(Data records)
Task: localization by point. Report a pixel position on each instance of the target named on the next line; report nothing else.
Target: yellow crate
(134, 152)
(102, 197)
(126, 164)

> [Description of the task]: In full and without changes, copy the entries above.

> [Response area]:
Task: localization by point. Report a pixel position on each instance of the target named on the next line; report nothing else.
Target: yellow crate
(134, 152)
(102, 197)
(126, 164)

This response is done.